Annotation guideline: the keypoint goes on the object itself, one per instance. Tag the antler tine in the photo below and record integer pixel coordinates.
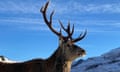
(80, 37)
(68, 30)
(49, 23)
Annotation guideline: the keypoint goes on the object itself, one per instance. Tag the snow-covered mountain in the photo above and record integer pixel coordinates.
(108, 62)
(6, 60)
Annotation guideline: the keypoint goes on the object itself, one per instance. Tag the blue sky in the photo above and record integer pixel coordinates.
(24, 35)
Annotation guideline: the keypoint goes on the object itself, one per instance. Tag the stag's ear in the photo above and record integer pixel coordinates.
(61, 41)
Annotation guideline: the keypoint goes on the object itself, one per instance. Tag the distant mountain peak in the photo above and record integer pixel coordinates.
(108, 62)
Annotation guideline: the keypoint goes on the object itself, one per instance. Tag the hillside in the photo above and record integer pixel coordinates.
(108, 62)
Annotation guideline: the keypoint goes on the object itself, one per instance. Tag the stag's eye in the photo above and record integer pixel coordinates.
(68, 45)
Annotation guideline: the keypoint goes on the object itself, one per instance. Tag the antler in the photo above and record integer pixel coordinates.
(49, 23)
(67, 30)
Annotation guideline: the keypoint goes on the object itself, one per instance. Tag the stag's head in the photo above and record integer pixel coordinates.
(67, 46)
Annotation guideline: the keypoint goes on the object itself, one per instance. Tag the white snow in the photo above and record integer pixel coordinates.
(6, 60)
(108, 62)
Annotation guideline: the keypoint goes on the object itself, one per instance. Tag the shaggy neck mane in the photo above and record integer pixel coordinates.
(58, 60)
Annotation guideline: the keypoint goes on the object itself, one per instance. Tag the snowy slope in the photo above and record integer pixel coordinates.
(108, 62)
(6, 60)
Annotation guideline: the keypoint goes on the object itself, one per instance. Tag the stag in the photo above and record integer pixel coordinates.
(60, 60)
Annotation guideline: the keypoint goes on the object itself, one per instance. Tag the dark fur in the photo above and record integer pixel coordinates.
(52, 64)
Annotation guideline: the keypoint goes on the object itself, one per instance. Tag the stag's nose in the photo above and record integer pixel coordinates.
(83, 51)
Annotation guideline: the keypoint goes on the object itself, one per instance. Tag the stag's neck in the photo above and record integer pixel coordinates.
(58, 62)
(67, 66)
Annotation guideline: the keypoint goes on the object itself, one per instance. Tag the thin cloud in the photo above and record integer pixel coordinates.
(76, 7)
(21, 7)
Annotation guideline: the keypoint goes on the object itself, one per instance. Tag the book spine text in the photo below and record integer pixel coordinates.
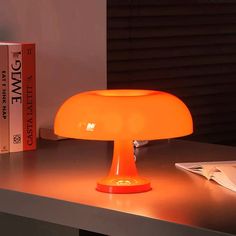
(4, 105)
(15, 98)
(29, 97)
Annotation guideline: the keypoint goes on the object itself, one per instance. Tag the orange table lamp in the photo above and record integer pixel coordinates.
(123, 116)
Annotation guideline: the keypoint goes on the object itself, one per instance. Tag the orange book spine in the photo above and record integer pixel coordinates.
(29, 97)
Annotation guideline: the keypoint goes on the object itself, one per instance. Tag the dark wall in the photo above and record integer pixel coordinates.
(187, 48)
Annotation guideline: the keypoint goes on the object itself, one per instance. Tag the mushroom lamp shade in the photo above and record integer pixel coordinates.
(123, 116)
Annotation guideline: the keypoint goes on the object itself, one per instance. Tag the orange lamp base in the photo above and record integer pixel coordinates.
(123, 176)
(123, 185)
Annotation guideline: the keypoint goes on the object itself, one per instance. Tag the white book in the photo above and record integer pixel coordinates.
(15, 97)
(222, 172)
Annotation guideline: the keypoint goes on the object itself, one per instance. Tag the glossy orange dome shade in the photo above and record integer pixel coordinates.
(123, 116)
(131, 114)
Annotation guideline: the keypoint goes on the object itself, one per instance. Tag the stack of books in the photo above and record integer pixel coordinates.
(17, 97)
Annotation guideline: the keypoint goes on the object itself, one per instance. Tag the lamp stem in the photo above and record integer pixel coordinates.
(123, 163)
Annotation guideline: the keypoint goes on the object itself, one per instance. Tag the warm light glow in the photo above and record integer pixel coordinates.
(123, 116)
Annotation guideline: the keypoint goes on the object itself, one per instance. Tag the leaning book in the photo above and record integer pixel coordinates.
(222, 172)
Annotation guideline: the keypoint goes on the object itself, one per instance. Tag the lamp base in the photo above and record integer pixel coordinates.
(123, 185)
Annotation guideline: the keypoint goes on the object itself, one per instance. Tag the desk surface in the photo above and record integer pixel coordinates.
(56, 183)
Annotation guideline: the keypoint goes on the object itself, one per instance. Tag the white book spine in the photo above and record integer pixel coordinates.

******

▶ PROBLEM TO SOLVE
Only the lines from the one containing "Tag the desk" to the end of the records should be repeated, exactly as they appear.

▶ TASK RESULT
Annotation guideline: the keypoint goes on the object itself, one per instance. Tag the desk surface in the photo above and record integer pixel coordinates.
(56, 183)
Annotation guideline: the keypoint goes on the object itself, one per instance. Tag the white book spine in the photo above and record integer pixel coordinates.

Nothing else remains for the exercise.